**TEXTE SOURCE**.
▼▼▼
Selon le dernier rapport sur le luxe et la technologie conduit par le Comité Colbert (association de promotion et développement du luxe regroupant 119 Maisons et institutions du secteur) et le cabinet de conseil Bain & Company, intitulé "Intelligence artificielle : la révolution discrète", le luxe reste méfiant vis-à-vis de l'IA et ne l'adopte que lentement. Sur les 20 scénarios d'utilisation étudiés dans l'étude, « chacune des maisons membres du Comité Colbert a adopté moins de 1,6 cas d'usage » et « aucun n'a été adopté par plus de 30% des maisons », quel que soit le type d'IA. Une telle frilosité s'explique par la réticence à la technologie en général dans un secteur où la créativité est centrale.
Seuls quatre cas d'usage ont dépassé la barre de 20% d'adoption : la segmentation client, la prévision des volumes de vente, l'allocation des stocks et la personnalisation du dialogue entre client et vendeur. Le rapport a d'ailleurs identifié deux objectifs stratégiques d'exploitation de l'IA dans le luxe, peu différents de ce que l'on constate dans d'autres secteurs, à savoir l'efficacité opérationnelle et la relation clients. 15% des répondants ont des projets correspondant au premier, et quasiment autant de pilotes. Entre 8 et 13% évoquent des cas d'usage dans la relation clients recherchant une plus grande proximité avec ces derniers.
▲▲▲
**CONSIGNE**.
Relevez dans le texte sur l'IA dans le luxe tous les cas d'usage dont l'adoption a dépassé la barre de 20 %. Les données n'interviennent pas dans cette consigne.

**DONNÉES FOURNIES**.
▼▼▼
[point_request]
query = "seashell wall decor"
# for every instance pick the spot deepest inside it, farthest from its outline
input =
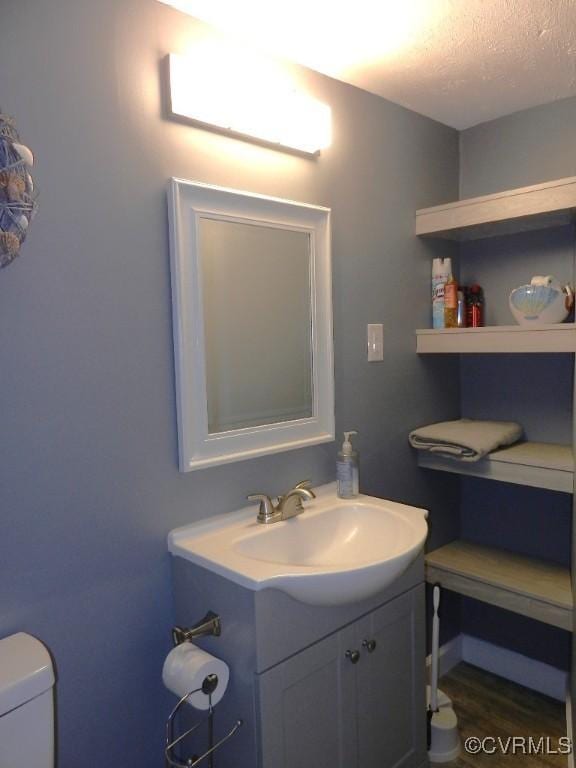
▲▲▲
**RÉPONSE DÉTAILLÉE**.
- la segmentation client
- la prévision des volumes de vente
- l'allocation des stocks
- la personnalisation du dialogue entre client et vendeur